What is/ are mumblypeg/s?
“Mumblypeg” is a game–I’ve seen it played a few times, where people throw a knife at the ground to see if it will stick straight up perfectly (rather than just falling).
I’ve always seen it spelled “mumblety-peg.”
Cite:
http://www.stg.brown.edu/projects/WWII_Women/RA/NCraig/Games.html
It’s a game you play with knives.
Mumblety peg is (was) a game children played with three-bladed pocket knives, back in the days when pocket knives were allowed at school. A blade at each end was opened fully, and the middle blade was opened half way. As best I recall, the knife was placed on the ground with just enough of the center blade inserted in the dirt to hold it in an upright position. You put a finger under the knife and flippped it. Scoring was based on which blade or blades, if any, stuck in the ground when the knife landed.

•••••

_TASKS AND EXERCISES:_
A) Answer these questions from the mumblety-peg discussion, one line each:
(i) What spelling of the game's name does one reply say it has always seen?
(ii) How many blades did the pocket knives used in the game have?
(iii) How far was the middle blade opened?
B) Ignoring capital letters, list every distinct spelling of the game's name that appears in the mumblety-peg discussion.
C) Extend the mumblety-peg discussion from its last sentence.

_GIVEN MATERIAL:_

•••••

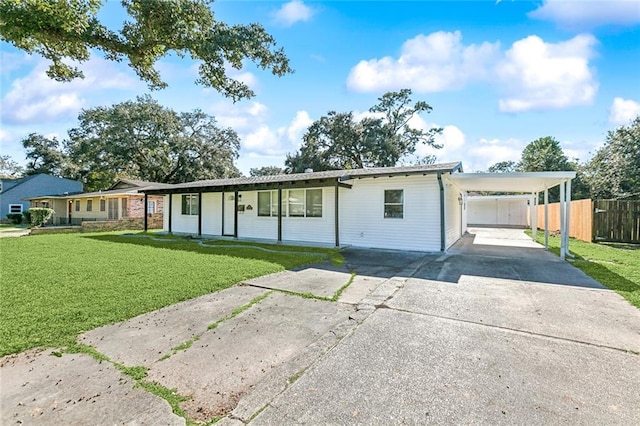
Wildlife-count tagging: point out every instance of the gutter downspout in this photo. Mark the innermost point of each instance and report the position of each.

•••••

_EXPECTED RESULTS:_
A)
(i) "mumblety-peg"
(ii) Three
(iii) Half way

B)
mumblypeg
mumblety-peg
mumblety peg

C)
It has been a long time since I played and I could be off on the details, but that’s reasonably close. Of course, there were other variations and other rules, too. You can find some of them with a quick Google.
I am sure this game has many, many variations, but here is how we used to play mumblypeg.
Take a parter and a pocket knife and open a blade on each end. Each person throws the knife and tries to stick it in the ground in a place where the other person wont be able to reach with their foot. If they can’t reach the point you throw it at, you win. Not as easy as it sounds
postscriptum: Try not to stab your partner in the foot, if you can avoid it.
That’s interesting… that’s exactly how me and my pals played it as kids, too. I had no idea there were other variations of it. This was in the Boy Scouts, too, and obviously throwing knives around peoples’ feet was not considered an appropriate activity in an organization with an entire chapter of its handbook devoted to knife safety. I think that was largely the reason it was so popular… sort of a rebellious, forbidden fruit sort of thing.
It seems though that despite the variations, the central theme of the game is “throwing knives at things.”
The definitive treatment of mumbletypeg can be found in a book entitled Where Did You Go? Out. What Did You Do? Nothing. by Robert Paul Smith. The game is described in detail, and excellently illustrated by James J. Spanfeller.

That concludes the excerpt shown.